* **Exercise objective**
Send back every record exactly.

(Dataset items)

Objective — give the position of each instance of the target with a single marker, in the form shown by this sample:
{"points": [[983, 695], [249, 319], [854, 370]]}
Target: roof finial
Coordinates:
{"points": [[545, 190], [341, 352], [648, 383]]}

* **Task output**
Objective — give the position of each instance of the target with a single marker, in the form shown by this sample:
{"points": [[983, 695], [249, 319], [854, 370]]}
Target: roof finial
Coordinates:
{"points": [[545, 190], [341, 352], [648, 383]]}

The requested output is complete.